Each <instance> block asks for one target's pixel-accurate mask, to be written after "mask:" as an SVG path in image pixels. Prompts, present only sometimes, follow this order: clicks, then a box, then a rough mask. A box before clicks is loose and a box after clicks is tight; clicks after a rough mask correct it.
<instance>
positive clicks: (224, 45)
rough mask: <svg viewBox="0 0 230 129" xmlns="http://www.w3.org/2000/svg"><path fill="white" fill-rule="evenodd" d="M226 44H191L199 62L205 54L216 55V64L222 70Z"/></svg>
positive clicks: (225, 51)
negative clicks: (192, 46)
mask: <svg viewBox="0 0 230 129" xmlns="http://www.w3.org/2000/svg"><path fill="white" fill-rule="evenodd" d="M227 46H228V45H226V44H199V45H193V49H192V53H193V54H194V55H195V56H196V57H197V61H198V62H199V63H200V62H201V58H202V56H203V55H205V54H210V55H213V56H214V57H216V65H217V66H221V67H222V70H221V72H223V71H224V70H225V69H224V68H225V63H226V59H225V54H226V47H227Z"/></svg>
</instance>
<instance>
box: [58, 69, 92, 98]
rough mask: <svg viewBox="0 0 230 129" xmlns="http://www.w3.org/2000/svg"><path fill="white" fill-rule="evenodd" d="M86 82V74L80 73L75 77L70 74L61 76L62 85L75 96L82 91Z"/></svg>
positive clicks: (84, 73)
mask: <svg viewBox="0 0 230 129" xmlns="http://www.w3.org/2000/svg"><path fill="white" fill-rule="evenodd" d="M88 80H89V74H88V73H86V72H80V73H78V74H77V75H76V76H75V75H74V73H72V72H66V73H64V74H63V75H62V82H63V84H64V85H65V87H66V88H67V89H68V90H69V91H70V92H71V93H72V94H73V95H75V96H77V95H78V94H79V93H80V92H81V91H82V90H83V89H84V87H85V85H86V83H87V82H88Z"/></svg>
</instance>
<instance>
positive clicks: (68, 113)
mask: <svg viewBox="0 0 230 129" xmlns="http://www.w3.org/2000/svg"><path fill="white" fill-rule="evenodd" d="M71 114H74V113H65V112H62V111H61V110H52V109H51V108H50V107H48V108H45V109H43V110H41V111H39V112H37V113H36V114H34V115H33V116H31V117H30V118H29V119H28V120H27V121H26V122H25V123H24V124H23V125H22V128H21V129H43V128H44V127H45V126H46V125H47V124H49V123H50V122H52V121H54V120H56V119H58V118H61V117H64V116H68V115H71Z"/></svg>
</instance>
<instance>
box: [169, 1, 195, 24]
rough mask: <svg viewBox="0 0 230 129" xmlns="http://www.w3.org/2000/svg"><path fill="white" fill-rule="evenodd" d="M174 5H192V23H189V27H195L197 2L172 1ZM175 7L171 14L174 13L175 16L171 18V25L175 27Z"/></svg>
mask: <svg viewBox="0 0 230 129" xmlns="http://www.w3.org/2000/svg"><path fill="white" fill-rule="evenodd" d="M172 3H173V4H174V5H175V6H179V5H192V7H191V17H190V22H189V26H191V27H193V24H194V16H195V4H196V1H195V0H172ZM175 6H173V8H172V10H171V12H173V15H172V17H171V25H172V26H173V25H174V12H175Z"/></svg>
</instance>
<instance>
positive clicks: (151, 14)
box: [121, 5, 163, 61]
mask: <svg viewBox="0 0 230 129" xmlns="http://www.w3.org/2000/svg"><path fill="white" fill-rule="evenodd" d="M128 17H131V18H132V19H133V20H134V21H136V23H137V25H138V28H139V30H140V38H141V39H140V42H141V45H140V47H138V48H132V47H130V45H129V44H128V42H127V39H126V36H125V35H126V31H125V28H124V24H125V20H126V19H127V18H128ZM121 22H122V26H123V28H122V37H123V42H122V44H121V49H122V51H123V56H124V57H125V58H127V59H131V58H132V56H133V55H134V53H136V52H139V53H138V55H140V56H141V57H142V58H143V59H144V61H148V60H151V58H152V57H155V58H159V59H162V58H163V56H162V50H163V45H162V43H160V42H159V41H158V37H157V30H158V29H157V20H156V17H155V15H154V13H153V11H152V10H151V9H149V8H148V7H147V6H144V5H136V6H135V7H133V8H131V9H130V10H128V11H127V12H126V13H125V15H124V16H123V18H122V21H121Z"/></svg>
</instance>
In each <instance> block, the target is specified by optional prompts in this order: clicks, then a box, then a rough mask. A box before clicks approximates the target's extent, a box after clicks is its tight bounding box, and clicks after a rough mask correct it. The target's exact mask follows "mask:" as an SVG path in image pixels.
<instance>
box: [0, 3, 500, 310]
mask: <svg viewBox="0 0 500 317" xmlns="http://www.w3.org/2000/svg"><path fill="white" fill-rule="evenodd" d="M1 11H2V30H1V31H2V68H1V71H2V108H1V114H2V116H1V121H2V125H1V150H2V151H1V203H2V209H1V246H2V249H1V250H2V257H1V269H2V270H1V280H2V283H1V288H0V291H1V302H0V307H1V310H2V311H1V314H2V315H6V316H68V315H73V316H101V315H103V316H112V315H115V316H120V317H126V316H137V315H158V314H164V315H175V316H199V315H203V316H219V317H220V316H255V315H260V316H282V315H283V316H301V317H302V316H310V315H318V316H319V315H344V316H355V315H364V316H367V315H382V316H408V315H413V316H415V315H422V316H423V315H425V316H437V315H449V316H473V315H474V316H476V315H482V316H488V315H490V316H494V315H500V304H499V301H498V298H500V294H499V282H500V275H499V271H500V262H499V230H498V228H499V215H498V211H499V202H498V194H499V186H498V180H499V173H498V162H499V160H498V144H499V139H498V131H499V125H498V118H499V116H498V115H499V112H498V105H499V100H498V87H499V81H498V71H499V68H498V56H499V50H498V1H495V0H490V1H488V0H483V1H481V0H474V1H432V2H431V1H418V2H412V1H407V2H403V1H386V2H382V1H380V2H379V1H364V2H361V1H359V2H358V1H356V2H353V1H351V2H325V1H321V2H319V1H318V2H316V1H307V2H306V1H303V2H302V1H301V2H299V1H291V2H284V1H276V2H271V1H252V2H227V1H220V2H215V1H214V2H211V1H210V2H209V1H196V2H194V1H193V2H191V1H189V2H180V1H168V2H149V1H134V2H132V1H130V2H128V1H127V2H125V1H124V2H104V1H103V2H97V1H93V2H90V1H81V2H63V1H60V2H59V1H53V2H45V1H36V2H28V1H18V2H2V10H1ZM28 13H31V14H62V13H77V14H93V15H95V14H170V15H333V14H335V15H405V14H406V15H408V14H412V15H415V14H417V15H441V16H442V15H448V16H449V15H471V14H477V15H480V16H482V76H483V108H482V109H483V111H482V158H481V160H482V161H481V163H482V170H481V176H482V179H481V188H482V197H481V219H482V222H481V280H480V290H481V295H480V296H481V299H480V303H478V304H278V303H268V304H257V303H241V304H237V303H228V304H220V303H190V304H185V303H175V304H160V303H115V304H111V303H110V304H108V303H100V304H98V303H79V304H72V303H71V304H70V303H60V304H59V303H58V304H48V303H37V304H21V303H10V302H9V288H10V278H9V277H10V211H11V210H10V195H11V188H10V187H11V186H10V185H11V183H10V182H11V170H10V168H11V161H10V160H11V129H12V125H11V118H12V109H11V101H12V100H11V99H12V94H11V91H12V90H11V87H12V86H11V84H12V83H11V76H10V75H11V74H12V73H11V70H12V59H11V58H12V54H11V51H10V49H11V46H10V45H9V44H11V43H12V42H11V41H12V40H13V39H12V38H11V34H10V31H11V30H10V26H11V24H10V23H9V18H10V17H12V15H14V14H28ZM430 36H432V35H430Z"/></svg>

**AIM OF THE TASK**
The response must repeat exactly the lines from the top of the material through the line containing "positive clicks: (225, 51)", both included, with no other output.

**RESULT BELOW**
Each <instance> block asks for one target's pixel-accurate mask, to be written after "mask:" as an SVG path in image pixels. Prompts, present only sometimes, follow this order: clicks, then a box, then a rough mask. A box before clicks is loose and a box after clicks is tight; clicks after a rough mask correct it.
<instance>
positive clicks: (224, 45)
rough mask: <svg viewBox="0 0 230 129" xmlns="http://www.w3.org/2000/svg"><path fill="white" fill-rule="evenodd" d="M226 44H191L199 62L205 54L216 55V64L222 70Z"/></svg>
positive clicks: (225, 51)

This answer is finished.